### DATA LISTING
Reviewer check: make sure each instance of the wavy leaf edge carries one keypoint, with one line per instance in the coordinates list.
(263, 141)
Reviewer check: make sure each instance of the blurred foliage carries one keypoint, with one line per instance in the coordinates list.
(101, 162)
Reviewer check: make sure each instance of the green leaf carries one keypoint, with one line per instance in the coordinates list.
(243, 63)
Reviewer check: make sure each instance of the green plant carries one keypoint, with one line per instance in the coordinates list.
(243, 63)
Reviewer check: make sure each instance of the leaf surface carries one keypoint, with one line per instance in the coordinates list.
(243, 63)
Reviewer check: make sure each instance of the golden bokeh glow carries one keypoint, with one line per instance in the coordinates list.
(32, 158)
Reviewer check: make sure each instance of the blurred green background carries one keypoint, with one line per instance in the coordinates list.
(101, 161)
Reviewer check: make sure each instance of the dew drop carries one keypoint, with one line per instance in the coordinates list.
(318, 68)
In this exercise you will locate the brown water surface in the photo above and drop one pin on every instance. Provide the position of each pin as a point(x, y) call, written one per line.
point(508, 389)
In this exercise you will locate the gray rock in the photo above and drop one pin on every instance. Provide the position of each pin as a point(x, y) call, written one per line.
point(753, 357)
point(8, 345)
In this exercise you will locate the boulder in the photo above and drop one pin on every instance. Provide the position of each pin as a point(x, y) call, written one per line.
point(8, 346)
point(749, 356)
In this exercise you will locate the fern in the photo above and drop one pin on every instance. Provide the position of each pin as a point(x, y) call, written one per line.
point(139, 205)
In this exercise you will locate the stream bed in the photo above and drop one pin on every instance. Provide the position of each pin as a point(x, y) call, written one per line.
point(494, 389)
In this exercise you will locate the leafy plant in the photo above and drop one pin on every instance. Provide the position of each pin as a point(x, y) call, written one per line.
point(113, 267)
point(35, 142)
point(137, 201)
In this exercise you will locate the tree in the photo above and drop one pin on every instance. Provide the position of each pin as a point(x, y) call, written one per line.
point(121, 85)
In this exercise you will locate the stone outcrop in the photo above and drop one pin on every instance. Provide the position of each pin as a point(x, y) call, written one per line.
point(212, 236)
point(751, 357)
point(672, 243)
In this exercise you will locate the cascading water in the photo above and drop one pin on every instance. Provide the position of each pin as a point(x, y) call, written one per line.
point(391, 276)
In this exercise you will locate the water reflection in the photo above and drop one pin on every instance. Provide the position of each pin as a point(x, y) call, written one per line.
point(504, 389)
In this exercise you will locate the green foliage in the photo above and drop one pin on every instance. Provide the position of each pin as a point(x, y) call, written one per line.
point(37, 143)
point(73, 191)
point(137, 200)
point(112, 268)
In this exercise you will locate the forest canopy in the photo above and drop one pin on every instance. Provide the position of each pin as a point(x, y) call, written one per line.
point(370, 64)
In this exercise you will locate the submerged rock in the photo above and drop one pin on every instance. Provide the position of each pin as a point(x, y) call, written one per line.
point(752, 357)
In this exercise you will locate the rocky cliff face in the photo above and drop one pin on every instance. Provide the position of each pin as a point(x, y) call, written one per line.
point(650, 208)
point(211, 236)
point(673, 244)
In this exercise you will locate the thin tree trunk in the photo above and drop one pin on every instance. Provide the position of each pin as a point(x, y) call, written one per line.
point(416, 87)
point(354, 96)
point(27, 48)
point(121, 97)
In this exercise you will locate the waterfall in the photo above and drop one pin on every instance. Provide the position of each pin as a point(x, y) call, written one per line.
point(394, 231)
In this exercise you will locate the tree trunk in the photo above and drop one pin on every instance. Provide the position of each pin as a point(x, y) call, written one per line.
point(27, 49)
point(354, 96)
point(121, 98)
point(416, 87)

### WORK INSTRUCTION
Write out each entry again, word for word.

### WRITTEN ANSWER
Reviewer check: make sure each instance of the wavy leaf edge carries one keypoint, with one line per instance in the coordinates list.
(263, 141)
Reviewer check: make sure each instance of the blurred foliage carries one keypoint, with one line per instance in the coordinates list.
(101, 162)
Reviewer check: make sure each instance of the green leaf carries one keypoint, with one line per instance in the coordinates list.
(243, 63)
Reviewer check: make sure each instance of the green plant carries one keypoint, with one line per instance in the coordinates list.
(243, 63)
Reviewer check: make sure each instance of the leaf surface carries one keypoint, with one line per instance in the coordinates list.
(243, 63)
Reviewer check: make sure each instance of the golden bokeh glow carries one keypoint, with one line per instance in the coordinates list.
(32, 158)
Reviewer check: make sure each instance of the blurred green background carries one keypoint, with one line per instance in the coordinates list.
(101, 161)
Reviewer check: make sure each instance of the dew drop carries one keypoint, with one line per instance in the coordinates list.
(318, 68)
In this exercise you will locate the brown water surface in the photo above and drop one pin on every instance. Provide the position of each pin as a point(x, y) call, written one per line.
point(508, 389)
In this exercise you will locate the gray rock in the photo above and drop one pin on every instance. Provide the position of each pin as a point(x, y) call, written one per line.
point(753, 357)
point(8, 345)
In this exercise you will locate the boulder in the photo above and drop one pin on every instance. Provide the position of each pin as a point(x, y) call, written one per line.
point(8, 346)
point(749, 356)
In this exercise you will locate the fern in the photo above and drop one pin on every instance. Provide the position of each pin as a point(x, y) call, written one per line.
point(139, 205)
In this exercise you will locate the stream bed in the photo above and drop one pin on every instance. Provide the position of each pin as a point(x, y) call, written one per line.
point(494, 389)
In this exercise you will locate the leafy plant in the photo above and drop one pin on every instance. Provide the position of each pin as a point(x, y) call, written one per line.
point(113, 267)
point(35, 142)
point(137, 201)
In this exercise you will locate the tree in the photo above and drop one pin on every instance. Provide the position of each pin as a point(x, y) call, written one per line.
point(121, 85)
In this exercise you will locate the stone outcrop in the photo above and drop one pin on every instance. Provide the position of each pin as a point(x, y) call, written one per line.
point(212, 236)
point(751, 357)
point(672, 243)
In this exercise you will locate the cascading water in the photo above and drop one pin on every instance. Provide the position of each pin as a point(x, y) call, written one per line.
point(391, 276)
In this exercise you will locate the water reflection in the photo above and drop one pin on every instance. Provide the position of each pin as a point(x, y) call, written one per line.
point(504, 389)
In this exercise you will locate the green foliage in the photo above and drop one pin on every instance. Provide the position of each pin as a point(x, y) call, written one per line.
point(37, 143)
point(73, 191)
point(137, 200)
point(112, 268)
In this exercise you will locate the forest canopy in the photo above and drop one pin on every instance. Provide the position of each pin as a point(x, y) call, written one per line.
point(370, 64)
In this exercise you will locate the submerged rock in the photo above and drop one pin on every instance. Provide the position of each pin as a point(x, y) call, written one per line.
point(752, 357)
In this exercise you will locate the rocky cliff face in the photo above and drop one pin on every instance. Provide the position of each pin as a point(x, y) call, written one per line.
point(650, 208)
point(211, 236)
point(673, 244)
In this exercise you will locate the thin tree trunk in the photo above and drop one pin on every instance. Provide the position of each pin as a point(x, y) call, written one per line.
point(416, 87)
point(354, 96)
point(27, 48)
point(121, 97)
In this exercise you will locate the waterfall in the photo above and drop one pin on every instance. Provide the position of each pin as a point(x, y) call, written one per line.
point(394, 231)
In this exercise you will locate the tree trunk in the photo above and drop one pin on every instance. Provide the position of each pin as a point(x, y) call, written one per line.
point(27, 49)
point(354, 96)
point(121, 98)
point(416, 87)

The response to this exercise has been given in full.